## EXERCISE TASK
Rewrite the rows starting at the one containing "The following image contains the black" and ending at the one containing "267,631 -> 320,672", requests included. Multiply every coordinate in the answers by 1.1 and round to whole numbers with halves rounding up, leaving the requests and their format samples unchanged and giving nothing beyond those rows.

__________

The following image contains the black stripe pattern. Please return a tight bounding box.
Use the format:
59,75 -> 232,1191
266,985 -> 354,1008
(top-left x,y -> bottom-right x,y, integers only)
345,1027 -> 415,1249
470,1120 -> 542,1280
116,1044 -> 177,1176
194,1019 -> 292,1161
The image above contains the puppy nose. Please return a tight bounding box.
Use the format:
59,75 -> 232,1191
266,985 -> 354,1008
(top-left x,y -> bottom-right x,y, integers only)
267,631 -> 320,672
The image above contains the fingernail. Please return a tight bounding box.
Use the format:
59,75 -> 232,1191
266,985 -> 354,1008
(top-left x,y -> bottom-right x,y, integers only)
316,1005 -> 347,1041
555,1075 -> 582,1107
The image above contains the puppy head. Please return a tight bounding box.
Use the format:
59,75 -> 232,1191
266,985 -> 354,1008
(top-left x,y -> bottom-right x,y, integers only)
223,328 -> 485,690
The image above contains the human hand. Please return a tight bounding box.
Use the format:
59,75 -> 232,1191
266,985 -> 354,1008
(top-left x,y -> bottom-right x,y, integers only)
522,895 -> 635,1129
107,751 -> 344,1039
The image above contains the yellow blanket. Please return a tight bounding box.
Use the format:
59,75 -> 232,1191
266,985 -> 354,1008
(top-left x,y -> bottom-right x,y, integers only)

__________

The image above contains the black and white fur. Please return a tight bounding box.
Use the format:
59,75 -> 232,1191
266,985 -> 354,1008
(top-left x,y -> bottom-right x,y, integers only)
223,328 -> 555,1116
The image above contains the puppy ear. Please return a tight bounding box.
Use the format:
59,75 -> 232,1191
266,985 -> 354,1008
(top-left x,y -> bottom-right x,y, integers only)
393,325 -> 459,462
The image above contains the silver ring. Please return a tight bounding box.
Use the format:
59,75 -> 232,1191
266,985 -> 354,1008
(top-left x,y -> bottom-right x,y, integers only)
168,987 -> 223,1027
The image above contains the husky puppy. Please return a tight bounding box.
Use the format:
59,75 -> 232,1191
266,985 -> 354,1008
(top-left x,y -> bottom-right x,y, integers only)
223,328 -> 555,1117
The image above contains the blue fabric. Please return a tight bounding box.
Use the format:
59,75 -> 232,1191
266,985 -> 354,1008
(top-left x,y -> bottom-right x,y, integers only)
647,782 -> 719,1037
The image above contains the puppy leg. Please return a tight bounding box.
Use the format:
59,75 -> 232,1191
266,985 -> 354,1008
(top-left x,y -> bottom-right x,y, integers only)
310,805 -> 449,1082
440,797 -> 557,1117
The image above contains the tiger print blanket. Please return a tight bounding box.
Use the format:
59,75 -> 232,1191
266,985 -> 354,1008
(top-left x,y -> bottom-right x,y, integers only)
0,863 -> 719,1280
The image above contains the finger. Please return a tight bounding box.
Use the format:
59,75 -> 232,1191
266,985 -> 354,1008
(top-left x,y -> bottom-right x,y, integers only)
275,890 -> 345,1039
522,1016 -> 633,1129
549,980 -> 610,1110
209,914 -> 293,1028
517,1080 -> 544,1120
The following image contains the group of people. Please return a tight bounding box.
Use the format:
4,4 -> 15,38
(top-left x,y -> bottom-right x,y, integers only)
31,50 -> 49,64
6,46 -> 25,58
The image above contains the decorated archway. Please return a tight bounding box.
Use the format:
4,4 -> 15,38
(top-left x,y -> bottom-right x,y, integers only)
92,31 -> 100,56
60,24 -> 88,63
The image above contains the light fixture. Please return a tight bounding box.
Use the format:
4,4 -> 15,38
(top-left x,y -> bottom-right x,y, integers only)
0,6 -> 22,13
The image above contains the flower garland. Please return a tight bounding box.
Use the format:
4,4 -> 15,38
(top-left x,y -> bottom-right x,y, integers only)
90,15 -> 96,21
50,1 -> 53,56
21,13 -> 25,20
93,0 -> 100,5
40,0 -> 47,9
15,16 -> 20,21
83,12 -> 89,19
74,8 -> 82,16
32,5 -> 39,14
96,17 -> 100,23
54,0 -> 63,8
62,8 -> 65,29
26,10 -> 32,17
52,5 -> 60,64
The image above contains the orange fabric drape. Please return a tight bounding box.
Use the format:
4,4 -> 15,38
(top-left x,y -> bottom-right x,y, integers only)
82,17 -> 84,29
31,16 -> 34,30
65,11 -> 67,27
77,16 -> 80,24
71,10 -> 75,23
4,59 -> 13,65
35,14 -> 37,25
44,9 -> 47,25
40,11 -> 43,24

__________

## EXPECTED ANSWER
The following image contains the black stripe pattern. Please return a tight bounding box.
Use the format:
59,75 -> 232,1191
266,985 -> 354,1008
(top-left x,y -> bottom-right x,y, integers only)
380,1130 -> 457,1374
517,1232 -> 596,1408
128,1148 -> 195,1294
213,1121 -> 321,1277
The image above contains the puppy nose. Please return a tight bounding box.
Use the format:
59,75 -> 232,1191
266,985 -> 354,1008
(top-left x,y -> bottom-right x,y, integers only)
294,694 -> 352,739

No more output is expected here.